**TASK ITEM**
Look through the material below and give the number of lines where the string "guardrail" appears, without any other words.

**GIVEN DATA**

++++++++++

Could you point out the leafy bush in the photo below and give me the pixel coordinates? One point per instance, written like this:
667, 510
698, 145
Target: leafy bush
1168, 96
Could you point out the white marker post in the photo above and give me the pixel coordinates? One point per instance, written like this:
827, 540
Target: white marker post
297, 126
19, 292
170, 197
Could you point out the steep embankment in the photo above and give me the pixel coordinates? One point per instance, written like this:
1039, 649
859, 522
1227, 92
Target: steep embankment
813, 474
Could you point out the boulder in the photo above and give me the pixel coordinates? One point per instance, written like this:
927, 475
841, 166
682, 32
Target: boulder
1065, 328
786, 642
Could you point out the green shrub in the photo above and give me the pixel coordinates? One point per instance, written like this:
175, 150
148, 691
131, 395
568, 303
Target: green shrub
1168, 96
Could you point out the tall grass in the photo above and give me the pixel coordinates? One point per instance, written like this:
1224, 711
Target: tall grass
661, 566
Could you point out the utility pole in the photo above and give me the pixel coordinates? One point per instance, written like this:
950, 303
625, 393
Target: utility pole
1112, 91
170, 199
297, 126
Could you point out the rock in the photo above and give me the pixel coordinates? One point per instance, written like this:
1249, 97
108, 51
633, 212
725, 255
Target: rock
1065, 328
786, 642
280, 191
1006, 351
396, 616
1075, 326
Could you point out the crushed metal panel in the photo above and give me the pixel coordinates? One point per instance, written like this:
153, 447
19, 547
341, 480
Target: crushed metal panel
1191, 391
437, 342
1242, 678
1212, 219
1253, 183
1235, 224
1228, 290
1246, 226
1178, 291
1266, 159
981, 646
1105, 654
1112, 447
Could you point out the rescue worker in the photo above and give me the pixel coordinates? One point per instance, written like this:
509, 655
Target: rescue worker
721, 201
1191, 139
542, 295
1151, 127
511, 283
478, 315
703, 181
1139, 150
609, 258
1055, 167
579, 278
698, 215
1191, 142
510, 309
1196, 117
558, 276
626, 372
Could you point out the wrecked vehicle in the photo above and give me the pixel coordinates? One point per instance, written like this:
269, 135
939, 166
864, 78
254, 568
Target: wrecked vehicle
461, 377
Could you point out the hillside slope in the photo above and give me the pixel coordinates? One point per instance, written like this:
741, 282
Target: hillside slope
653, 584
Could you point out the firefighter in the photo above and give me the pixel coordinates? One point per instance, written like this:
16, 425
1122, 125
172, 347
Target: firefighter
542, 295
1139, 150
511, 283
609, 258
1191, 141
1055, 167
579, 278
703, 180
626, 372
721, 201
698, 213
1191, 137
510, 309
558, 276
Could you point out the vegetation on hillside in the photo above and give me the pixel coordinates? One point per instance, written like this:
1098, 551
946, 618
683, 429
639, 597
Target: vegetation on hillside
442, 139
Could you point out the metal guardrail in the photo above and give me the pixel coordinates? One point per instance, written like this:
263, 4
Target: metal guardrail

++++++++++

**YOUR SOLUTION**
2